Work to do:
Shift every point coordinate in the part of the listing that opens with the line containing "Target: water" and runs through the end of the listing by adding -56 to each number. Write out every line of that part again, with only the coordinates changed.

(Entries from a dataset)
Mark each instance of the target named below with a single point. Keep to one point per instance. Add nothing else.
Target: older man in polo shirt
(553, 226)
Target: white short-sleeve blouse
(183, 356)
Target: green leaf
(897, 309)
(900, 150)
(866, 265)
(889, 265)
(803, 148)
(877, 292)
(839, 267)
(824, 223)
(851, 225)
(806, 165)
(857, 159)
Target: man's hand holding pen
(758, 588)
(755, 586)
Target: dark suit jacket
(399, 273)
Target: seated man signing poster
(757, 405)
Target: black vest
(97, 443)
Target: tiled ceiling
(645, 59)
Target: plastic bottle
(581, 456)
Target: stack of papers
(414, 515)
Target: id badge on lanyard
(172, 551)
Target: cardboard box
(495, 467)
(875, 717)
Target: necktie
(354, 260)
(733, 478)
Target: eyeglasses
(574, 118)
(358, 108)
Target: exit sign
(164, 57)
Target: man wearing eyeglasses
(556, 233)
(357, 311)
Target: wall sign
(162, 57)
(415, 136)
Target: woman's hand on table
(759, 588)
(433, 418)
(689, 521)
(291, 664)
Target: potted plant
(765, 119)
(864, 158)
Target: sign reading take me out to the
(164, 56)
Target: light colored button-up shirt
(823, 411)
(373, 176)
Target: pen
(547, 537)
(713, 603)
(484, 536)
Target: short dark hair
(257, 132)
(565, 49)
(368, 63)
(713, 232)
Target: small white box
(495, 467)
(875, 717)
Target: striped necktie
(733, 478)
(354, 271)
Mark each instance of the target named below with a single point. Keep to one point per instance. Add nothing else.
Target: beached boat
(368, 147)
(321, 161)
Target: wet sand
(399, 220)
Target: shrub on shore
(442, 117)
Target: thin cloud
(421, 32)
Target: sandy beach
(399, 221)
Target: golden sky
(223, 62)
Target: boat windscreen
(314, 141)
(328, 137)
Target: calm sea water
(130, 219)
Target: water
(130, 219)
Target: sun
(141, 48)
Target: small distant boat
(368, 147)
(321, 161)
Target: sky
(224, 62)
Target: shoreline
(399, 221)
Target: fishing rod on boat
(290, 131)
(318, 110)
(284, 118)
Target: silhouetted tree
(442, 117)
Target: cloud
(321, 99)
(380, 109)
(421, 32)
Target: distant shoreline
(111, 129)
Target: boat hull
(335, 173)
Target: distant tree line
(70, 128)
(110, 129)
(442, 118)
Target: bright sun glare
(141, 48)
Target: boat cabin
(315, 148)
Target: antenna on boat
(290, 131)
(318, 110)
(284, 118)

Response to this task:
Target: water
(74, 163)
Target: sun
(85, -8)
Target: small distant boat
(312, 91)
(265, 105)
Target: sky
(168, 6)
Target: shoreline
(343, 165)
Target: fishing rod on boat
(234, 75)
(262, 54)
(228, 62)
Target: silhouetted tree
(386, 61)
Target: cloud
(265, 43)
(324, 53)
(365, -24)
Target: distant shoreline
(55, 73)
Target: boat hull
(279, 117)
Target: distant tree line
(14, 72)
(54, 73)
(386, 62)
Target: bright sun glare
(85, -8)
Target: boat cabin
(259, 92)
Target: antenna on boat
(234, 75)
(262, 54)
(228, 62)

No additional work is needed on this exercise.